■ **YOUR GOAL**
Every line below needs to be reproduced exactly.

■ **GIVEN INFORMATION**
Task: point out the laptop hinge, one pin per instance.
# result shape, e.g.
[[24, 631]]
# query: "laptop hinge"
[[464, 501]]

■ **FINISHED EXERCISE**
Task: point out the laptop hinge, one pin per instance.
# result shape, e.g.
[[24, 631]]
# query: "laptop hinge"
[[464, 501]]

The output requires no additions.